## TO BE DONE
Lay out the lines of the listing below as a Markdown table with columns "Row" and "Line", starting with the line containing "Could you please indicate the green grass" and going on through the end of the listing, with blank lines omitted. Do not include the pictures.

(Rows from a dataset)
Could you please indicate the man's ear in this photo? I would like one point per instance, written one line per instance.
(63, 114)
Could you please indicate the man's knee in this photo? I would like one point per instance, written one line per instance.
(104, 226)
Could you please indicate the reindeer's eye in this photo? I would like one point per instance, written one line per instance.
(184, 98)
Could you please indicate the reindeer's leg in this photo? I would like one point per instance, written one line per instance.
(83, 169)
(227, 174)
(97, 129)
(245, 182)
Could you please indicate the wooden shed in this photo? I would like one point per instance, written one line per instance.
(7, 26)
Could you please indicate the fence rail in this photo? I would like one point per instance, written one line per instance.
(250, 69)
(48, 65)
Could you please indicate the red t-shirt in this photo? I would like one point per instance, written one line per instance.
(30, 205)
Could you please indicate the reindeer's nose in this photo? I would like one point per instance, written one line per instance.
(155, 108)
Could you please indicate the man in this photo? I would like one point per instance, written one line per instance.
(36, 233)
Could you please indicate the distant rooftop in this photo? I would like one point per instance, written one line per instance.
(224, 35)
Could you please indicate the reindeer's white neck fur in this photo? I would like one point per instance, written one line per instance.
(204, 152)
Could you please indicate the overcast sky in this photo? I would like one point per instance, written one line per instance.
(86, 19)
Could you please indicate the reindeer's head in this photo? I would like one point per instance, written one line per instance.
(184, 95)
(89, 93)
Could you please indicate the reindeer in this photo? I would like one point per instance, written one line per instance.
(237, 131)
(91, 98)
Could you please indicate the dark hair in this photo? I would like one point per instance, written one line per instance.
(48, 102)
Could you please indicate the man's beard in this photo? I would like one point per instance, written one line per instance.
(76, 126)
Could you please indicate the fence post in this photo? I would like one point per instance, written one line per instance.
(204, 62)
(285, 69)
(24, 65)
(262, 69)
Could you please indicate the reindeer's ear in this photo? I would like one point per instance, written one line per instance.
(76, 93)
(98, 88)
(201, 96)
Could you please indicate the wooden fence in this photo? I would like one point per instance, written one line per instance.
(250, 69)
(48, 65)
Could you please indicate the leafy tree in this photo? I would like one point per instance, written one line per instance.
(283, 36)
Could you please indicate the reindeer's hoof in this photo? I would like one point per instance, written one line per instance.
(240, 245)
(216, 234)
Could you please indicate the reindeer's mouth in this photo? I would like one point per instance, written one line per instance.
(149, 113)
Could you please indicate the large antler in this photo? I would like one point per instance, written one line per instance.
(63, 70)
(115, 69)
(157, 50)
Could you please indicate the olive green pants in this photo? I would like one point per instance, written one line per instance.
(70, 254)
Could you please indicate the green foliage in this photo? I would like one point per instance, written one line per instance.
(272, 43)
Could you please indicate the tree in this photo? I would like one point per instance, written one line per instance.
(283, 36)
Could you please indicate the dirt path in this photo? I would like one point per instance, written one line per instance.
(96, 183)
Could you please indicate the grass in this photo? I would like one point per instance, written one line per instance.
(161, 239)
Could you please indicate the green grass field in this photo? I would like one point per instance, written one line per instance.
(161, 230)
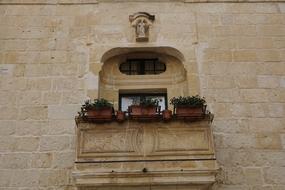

## TASK SOLUTION
| Row | Line |
|---|---|
| 1 | Could you please indicate the green grass field in this photo? I would like one point per instance, written one line per instance. |
| 2 | (161, 230) |